• Stated task 1:
From the write-up on text mining Hidden Gem titles and reviews, reproduce the passage starting at "We also saw" and ending at "techniques , clean analysis.".
• Stated task 2:
According to the write-up on text mining Hidden Gem titles and reviews, which two-word phrases appear most often in Hidden Gem Titles?

Text Mining the Hidden Gem Titles and Hidden Gem Reviews

In our quest to find out what makes a Hidden Gem , we dived deeper into a Hidden Gem Title and a Hidden Gem Review. Following are the observations

We found that Hidden Gem Titles with 2 most commonly occurring words include data analysis , data science and time series .

We also found that Hidden Gem Reviews with 2 most commonly occurring words include data visuals , visuals analysis , detailed exploration , kaggle survey , exploratory analysis

We also wanted to find out topics which are interesting for Hidden Gems. Most prominent topics include detailed exploration , competition , data analysis , and data visuals

Mining the Hidden Gem Titles and Reviews it seems that notebooks with detailed exploratory data analysis catches the eye of the Hidden Gem Series Creator

We also dived deeper into the leading Hidden Gem Authors’ [ Jonathan Bouchet and Ramshankar Yadunath ] reviews and found the notebooks are detailed and have beautiful visuals and exploratory data analysis

We also saw another genre of reviews of Vopani, kxx and Bojan Tunguz and saw these reviews appreciated the various techniques using structured datasets in competitions. It also focussed on model building using Keras as well as XGBoost [Bojan’s reviews]

This genre coincides with the observations of Grandmaster reviews which concentrates on competition solutions. The reviews mention of clean code, clean techniques , clean analysis.

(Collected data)
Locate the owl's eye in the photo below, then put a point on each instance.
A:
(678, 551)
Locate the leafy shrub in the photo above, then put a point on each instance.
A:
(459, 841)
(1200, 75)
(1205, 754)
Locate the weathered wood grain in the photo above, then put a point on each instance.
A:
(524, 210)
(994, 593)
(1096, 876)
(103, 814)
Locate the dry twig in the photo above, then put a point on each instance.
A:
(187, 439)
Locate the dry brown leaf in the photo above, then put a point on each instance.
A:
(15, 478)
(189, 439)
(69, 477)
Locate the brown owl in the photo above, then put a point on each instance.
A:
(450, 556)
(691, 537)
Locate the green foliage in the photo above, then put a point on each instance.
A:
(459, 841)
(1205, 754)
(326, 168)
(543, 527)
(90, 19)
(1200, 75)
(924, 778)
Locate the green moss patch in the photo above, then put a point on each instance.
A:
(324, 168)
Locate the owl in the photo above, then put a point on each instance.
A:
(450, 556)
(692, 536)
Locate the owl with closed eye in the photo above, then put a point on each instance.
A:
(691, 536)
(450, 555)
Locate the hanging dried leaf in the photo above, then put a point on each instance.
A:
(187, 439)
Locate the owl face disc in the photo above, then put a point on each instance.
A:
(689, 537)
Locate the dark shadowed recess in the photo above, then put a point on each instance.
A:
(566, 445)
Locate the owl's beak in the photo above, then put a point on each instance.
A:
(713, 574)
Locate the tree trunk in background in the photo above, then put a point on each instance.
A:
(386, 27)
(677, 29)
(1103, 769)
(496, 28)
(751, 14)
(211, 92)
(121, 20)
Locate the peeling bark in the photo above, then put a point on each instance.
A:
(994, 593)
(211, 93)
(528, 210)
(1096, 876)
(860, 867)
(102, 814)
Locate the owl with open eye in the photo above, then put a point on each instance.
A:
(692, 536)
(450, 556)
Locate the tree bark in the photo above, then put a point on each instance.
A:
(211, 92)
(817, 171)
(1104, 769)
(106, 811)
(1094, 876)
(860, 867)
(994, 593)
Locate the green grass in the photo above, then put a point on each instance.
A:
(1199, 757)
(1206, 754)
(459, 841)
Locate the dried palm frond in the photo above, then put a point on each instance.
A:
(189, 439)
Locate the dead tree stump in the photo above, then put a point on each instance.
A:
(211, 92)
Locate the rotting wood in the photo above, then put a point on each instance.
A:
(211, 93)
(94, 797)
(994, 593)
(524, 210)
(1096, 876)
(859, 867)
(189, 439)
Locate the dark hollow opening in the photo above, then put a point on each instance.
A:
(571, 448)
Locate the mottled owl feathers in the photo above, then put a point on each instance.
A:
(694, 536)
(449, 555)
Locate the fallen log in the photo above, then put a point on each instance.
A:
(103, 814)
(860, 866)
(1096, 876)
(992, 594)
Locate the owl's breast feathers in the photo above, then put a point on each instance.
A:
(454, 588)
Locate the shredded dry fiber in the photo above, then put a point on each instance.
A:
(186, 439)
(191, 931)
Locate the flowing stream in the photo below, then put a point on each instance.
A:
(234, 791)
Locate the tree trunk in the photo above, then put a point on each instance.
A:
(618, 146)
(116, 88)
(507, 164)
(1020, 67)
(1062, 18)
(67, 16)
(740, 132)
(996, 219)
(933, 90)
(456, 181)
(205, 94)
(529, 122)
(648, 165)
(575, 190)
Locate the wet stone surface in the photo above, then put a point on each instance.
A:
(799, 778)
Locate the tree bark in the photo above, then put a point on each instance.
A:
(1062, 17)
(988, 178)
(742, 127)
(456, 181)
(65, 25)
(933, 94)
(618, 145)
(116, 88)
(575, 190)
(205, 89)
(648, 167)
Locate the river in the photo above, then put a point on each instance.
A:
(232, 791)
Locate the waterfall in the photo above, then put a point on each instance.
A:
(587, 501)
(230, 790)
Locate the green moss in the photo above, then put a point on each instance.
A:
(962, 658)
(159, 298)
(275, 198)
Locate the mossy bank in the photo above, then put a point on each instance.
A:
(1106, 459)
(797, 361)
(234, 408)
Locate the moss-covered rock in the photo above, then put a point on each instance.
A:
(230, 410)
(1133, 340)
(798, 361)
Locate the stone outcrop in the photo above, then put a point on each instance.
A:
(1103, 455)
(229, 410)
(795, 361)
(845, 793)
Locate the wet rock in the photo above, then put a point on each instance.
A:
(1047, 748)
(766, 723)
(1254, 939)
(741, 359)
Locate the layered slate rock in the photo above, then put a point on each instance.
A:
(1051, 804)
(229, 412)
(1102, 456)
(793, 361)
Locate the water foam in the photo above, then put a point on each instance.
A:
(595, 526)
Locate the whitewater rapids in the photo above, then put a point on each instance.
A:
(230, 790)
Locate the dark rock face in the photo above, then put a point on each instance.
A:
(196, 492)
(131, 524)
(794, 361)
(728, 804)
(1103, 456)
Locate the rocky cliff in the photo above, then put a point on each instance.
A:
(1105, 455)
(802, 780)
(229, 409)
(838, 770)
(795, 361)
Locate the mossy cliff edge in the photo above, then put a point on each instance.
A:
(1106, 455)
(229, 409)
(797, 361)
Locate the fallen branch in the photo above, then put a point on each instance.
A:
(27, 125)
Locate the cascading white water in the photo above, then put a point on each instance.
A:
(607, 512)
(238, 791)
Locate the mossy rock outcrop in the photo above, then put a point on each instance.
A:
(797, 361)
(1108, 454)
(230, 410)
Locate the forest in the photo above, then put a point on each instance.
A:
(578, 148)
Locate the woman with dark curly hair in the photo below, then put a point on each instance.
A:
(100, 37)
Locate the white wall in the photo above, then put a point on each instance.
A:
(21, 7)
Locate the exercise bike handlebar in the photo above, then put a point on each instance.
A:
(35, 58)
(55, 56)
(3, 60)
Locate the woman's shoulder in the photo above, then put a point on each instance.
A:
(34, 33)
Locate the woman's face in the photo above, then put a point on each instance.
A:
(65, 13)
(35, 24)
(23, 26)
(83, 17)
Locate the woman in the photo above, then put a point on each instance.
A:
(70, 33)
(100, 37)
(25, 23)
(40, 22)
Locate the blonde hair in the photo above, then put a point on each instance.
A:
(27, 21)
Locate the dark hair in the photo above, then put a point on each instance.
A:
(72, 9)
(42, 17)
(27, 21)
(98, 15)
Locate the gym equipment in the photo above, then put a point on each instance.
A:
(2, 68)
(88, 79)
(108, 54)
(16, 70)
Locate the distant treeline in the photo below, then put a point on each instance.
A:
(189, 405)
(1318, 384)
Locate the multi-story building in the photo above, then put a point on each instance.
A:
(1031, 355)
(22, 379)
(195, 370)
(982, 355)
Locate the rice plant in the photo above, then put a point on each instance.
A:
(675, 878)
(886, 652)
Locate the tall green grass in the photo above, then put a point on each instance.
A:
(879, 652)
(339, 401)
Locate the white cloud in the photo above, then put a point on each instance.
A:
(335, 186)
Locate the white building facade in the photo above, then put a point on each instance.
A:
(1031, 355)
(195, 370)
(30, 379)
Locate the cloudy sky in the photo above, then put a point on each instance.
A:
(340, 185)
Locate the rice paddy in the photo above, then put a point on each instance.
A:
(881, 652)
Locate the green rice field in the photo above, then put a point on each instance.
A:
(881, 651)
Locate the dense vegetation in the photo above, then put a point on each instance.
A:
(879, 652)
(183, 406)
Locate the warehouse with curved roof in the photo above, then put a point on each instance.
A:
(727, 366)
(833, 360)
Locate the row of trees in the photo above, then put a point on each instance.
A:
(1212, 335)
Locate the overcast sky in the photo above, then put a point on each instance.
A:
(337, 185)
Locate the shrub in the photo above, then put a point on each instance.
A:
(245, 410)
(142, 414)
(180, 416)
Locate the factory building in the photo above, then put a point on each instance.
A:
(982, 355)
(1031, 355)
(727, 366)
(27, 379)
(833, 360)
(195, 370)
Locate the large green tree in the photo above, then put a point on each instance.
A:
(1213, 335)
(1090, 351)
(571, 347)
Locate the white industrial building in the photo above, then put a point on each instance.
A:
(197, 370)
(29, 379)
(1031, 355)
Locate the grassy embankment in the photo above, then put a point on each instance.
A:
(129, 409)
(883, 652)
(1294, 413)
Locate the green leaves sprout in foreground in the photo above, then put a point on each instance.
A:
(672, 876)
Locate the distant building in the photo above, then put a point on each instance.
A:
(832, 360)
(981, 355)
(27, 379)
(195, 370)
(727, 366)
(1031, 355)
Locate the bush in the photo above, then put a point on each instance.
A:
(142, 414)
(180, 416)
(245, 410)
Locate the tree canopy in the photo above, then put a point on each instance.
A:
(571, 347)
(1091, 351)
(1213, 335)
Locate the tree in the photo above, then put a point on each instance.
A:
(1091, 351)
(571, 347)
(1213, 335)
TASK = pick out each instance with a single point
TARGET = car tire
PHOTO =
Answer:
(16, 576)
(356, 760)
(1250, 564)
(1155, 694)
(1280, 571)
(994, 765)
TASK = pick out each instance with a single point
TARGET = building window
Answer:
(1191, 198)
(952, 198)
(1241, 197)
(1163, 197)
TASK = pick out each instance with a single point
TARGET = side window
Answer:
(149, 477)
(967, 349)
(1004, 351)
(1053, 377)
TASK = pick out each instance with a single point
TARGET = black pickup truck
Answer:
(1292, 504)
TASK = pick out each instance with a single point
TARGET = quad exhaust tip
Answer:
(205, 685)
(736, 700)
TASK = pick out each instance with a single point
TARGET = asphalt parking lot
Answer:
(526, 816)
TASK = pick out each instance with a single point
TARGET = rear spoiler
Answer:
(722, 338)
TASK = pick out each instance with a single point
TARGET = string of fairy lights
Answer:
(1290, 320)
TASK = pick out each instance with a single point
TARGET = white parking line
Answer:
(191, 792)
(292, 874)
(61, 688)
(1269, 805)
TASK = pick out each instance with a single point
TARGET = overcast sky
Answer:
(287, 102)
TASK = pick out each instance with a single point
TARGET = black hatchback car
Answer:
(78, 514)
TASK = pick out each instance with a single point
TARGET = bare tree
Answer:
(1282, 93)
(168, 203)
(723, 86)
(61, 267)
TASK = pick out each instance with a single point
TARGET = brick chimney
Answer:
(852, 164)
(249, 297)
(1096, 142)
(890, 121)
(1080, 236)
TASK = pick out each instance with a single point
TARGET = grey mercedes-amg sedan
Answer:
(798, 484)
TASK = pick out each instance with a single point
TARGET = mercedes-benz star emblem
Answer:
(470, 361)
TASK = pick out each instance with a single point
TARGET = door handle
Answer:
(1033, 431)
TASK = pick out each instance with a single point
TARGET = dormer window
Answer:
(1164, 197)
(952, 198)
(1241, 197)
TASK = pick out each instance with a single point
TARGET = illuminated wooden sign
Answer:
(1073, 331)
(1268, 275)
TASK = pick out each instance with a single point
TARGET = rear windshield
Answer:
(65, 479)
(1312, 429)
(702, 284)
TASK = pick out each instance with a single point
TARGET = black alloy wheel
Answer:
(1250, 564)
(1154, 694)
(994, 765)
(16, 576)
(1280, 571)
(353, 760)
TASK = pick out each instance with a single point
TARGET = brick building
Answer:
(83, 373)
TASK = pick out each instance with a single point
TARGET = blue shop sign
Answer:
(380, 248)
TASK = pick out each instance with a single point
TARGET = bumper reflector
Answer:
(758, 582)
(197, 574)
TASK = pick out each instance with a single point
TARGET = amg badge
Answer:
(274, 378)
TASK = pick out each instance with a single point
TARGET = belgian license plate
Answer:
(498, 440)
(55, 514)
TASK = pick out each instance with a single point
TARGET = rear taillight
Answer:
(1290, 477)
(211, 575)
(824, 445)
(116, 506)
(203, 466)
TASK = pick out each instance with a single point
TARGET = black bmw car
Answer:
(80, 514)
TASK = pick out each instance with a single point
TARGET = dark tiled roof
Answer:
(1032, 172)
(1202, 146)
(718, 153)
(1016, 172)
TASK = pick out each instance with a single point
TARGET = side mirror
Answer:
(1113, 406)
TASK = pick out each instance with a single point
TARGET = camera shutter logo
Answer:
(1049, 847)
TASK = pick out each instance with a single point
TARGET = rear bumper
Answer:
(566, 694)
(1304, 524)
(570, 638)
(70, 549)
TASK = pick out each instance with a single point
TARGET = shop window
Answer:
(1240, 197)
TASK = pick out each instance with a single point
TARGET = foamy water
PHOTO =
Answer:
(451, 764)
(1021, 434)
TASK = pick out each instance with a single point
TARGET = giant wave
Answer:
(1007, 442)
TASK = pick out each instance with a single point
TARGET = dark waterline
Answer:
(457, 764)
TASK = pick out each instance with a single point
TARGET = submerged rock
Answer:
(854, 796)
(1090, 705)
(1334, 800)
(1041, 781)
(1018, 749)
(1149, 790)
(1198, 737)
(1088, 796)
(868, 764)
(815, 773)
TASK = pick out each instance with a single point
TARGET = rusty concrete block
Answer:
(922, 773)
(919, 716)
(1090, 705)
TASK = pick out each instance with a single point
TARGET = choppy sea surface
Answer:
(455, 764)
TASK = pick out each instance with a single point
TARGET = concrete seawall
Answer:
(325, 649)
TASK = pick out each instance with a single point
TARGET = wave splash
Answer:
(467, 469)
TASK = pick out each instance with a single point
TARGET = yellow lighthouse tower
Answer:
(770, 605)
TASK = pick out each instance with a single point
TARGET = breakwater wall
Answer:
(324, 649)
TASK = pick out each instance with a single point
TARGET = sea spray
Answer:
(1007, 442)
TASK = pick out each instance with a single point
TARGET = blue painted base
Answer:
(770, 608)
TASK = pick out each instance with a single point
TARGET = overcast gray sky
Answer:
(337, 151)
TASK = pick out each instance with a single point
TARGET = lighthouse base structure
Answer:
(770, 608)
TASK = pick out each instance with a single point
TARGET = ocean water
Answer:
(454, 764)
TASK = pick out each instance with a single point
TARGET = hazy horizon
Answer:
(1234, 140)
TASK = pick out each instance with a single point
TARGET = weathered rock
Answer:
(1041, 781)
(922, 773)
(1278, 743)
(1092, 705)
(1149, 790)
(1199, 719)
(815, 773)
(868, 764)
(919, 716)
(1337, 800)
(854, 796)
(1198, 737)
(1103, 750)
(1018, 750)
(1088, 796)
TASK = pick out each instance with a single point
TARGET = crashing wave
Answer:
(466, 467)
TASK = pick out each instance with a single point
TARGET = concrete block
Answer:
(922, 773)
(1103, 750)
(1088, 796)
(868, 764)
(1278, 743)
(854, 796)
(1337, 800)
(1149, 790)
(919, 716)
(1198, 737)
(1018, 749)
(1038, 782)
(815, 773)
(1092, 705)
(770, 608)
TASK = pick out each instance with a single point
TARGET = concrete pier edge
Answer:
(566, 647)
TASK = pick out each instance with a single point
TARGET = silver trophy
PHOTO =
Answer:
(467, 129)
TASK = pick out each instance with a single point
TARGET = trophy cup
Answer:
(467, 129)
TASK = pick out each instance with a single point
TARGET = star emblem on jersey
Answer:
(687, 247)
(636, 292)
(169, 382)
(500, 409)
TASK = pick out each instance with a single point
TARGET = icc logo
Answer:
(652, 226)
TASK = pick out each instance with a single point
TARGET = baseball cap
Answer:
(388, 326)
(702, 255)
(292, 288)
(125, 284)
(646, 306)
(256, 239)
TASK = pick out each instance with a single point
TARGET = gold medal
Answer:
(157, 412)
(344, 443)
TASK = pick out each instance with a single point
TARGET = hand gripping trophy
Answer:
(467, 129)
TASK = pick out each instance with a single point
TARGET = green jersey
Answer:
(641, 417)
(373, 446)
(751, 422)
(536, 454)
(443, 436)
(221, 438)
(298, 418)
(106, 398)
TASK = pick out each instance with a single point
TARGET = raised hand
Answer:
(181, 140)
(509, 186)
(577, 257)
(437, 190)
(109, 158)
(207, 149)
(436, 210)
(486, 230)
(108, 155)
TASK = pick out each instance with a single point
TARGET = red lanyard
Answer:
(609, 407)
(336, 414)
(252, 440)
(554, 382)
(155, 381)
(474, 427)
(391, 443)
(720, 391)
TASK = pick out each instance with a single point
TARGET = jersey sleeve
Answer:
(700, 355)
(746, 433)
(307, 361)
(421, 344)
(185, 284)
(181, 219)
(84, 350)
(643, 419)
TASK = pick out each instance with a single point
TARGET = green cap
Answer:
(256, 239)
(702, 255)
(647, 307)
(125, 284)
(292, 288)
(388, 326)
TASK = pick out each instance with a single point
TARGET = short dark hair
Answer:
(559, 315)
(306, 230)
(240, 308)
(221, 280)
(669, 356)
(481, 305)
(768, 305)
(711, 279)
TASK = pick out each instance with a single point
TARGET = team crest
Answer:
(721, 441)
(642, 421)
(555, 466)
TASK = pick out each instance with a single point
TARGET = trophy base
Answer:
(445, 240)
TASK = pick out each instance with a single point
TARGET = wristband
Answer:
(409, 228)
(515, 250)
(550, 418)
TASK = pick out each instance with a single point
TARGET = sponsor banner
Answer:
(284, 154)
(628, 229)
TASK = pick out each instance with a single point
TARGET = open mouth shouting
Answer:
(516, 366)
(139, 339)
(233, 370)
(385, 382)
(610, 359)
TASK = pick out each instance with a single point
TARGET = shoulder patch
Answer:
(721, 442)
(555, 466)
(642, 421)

• Expected output 1:
We also saw another genre of reviews of Vopani, kxx and Bojan Tunguz and saw these reviews appreciated the various techniques using structured datasets in competitions. It also focussed on model building using Keras as well as XGBoost [Bojan’s reviews]

This genre coincides with the observations of Grandmaster reviews which concentrates on competition solutions. The reviews mention of clean code, clean techniques , clean analysis.

• Expected output 2:
Data analysis, data science, and time series.